- [Data for the task]:
* * * *
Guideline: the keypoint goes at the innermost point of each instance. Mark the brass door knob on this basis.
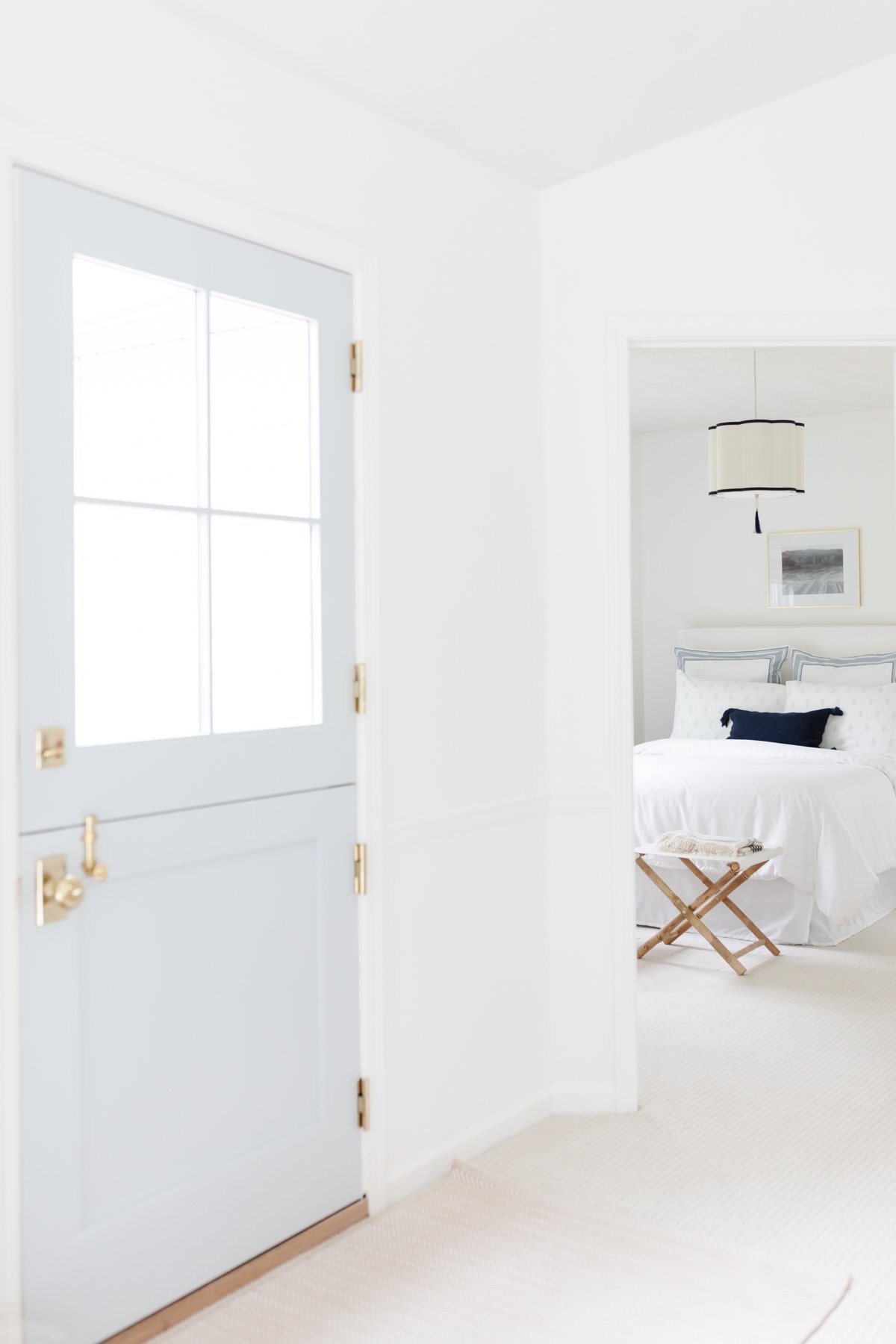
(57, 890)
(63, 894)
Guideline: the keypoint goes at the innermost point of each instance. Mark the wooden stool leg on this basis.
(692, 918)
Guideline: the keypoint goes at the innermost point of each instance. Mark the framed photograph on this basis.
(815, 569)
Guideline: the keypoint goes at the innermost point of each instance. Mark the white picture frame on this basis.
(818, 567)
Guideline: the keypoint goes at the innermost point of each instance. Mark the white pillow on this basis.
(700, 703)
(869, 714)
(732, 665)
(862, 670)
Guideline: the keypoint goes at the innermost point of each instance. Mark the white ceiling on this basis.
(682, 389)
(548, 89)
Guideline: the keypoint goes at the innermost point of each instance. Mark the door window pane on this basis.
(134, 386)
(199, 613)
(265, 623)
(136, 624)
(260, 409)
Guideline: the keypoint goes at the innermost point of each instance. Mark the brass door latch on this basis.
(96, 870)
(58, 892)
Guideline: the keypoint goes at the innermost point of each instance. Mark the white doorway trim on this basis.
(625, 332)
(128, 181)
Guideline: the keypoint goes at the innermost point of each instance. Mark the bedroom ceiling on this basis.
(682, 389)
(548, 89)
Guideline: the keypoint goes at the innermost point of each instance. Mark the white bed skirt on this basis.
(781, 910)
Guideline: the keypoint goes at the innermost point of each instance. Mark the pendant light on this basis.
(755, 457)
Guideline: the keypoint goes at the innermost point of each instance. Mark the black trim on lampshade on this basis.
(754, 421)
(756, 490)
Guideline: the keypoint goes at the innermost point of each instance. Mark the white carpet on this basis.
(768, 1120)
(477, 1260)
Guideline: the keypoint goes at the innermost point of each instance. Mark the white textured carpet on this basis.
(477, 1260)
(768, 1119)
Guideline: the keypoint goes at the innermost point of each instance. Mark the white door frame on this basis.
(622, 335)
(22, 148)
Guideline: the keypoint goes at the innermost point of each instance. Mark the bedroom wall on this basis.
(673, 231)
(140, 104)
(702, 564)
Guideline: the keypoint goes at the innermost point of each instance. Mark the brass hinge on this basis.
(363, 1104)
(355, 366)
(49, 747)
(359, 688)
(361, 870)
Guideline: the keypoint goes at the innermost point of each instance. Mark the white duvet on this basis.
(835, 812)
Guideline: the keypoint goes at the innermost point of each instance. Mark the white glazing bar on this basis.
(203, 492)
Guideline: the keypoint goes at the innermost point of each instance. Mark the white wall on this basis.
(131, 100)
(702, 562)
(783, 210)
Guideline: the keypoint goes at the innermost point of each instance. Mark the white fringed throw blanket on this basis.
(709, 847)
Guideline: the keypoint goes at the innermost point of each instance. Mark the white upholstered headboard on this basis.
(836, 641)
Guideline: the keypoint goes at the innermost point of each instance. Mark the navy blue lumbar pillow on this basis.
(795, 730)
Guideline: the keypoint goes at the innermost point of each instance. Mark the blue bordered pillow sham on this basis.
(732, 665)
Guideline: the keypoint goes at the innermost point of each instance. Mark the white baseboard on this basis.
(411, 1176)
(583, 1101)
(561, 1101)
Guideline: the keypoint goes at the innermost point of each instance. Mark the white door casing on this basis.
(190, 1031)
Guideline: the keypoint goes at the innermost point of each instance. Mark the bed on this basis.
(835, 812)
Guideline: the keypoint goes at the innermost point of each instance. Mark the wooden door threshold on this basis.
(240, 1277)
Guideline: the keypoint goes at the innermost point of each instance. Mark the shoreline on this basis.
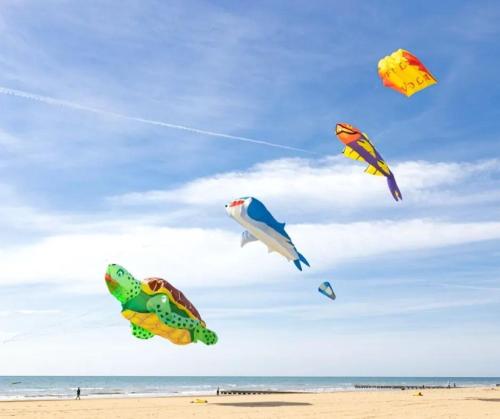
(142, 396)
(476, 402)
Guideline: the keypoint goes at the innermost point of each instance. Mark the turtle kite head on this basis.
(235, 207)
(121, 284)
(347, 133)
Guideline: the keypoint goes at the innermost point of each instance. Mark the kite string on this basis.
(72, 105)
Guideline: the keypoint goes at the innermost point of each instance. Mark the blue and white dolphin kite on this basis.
* * * *
- [Task details]: The answer is the listing above restated word for word, pictures removed.

- [Task answer]:
Guideline: the keypoint goes at the innermost point of each instance. Mark the brass door knob on this basis.
(57, 890)
(63, 894)
Guideline: the keypoint goes at the innermost point of each instance. Mark the wooden stool leg on this basis.
(692, 918)
Guideline: the keypoint goes at the innermost point of each instance. Mark the framed photograph on this basis.
(815, 569)
Guideline: the keypoint goes at the innermost point of each instance. Mark the white picture frame on this basis.
(818, 567)
Guideline: the keypoint goes at the innermost point of each instance. Mark the white pillow on this basis.
(700, 703)
(869, 714)
(732, 665)
(862, 670)
Guideline: the keypoint goes at the innermost point of each instance. Mark the white ceiling on this basis.
(682, 389)
(548, 89)
Guideline: the keypoint goes at the innermost point of each instance. Mark the door window pane on this basis.
(134, 386)
(199, 613)
(265, 623)
(136, 624)
(260, 409)
Guideline: the keypoint goes at the innermost point of each instance. Mark the brass door latch on this basis.
(96, 870)
(58, 892)
Guideline: the keypoint goes at the innermost point of each instance. Mark the white doorway trim on this basis.
(625, 332)
(128, 181)
Guideline: the keypoint goes at the innermost point of each instance. Mark the bedroom ceiling on this basis.
(682, 389)
(548, 89)
Guideline: the keypoint goes at the innermost point of each instance. Mark the white bed skirt on this basis.
(781, 910)
Guideline: the keypoint goes at the innermost point of each instance. Mark the pendant light on this basis.
(755, 457)
Guideline: the keypoint goes at the innermost point of each instance. Mark the black trim on lampshade on this basis.
(754, 421)
(756, 490)
Guideline: the keypoint goes at the innermost point of each instance. Mark the white carpet on this basis.
(768, 1120)
(477, 1260)
Guideline: the keypoint goes at the innermost point of each instance. Mark the white textured carpet on this basis.
(477, 1260)
(768, 1119)
Guideline: the keypoint goes at the innermost point of each instance. Mark the white door frame on this basis.
(622, 335)
(22, 148)
Guideline: the keypoint goes at the innermost point of each instance. Mark the bedroom wall on this basis.
(673, 231)
(140, 104)
(702, 564)
Guideline: the keypoint goes at the innermost point of each instance. Mark the brass hinge on this basis.
(363, 1104)
(355, 366)
(49, 747)
(359, 688)
(361, 870)
Guideline: the keypoint goes at the innermost point of each instance. Mark the white duvet on this basis.
(835, 812)
Guideline: the keypoint goes at the innermost point of each instance. Mark the white glazing bar on this basis.
(203, 492)
Guideline: the keypoint goes at the innermost point of each instance. Mark the white wall on this basis.
(131, 100)
(702, 562)
(783, 210)
Guideline: the keypoint goes at the innermost point of each instance. Mark the white fringed throw blanket on this basis.
(709, 847)
Guideline: the keypoint goes at the innermost point of each instance. Mark the white upholstered headboard on this basis.
(836, 641)
Guideline: the keypoint goes at the innermost point of each instance. Mark the navy blue lumbar pillow on this basis.
(795, 730)
Guideline: the keypoint goes at the innermost point of each instance. Mark the blue bordered pillow sham on this basis.
(732, 665)
Guideline: the keypoint goes at the innermost point of each instance. Mark the white baseboard on this basis.
(411, 1176)
(583, 1101)
(561, 1101)
Guideline: the keypoint goes at the innermost point of each instance. Mark the white door casing on this basis.
(190, 1031)
Guideline: the keypoint goes at the innermost point of each instance. Mark the bed on this basis.
(835, 812)
Guideline: the keypoint goes at the innermost point of each instance. Mark the wooden door threshold on this basis.
(240, 1277)
Guideline: the keypoint goes at the innermost point of each instance. Mark the shoreline on this basis.
(142, 396)
(476, 402)
Guideline: the keypoint goes at the innermost point of each instance. Mark the turtle kite head on this basis.
(235, 207)
(121, 284)
(347, 133)
Guideline: the keypoint goes at the innermost point of each instance. Mark the kite string on this basis.
(72, 105)
Guideline: the keypoint goes at the innermost point of each instance. Mark the blue and white dolphin kite on this basis.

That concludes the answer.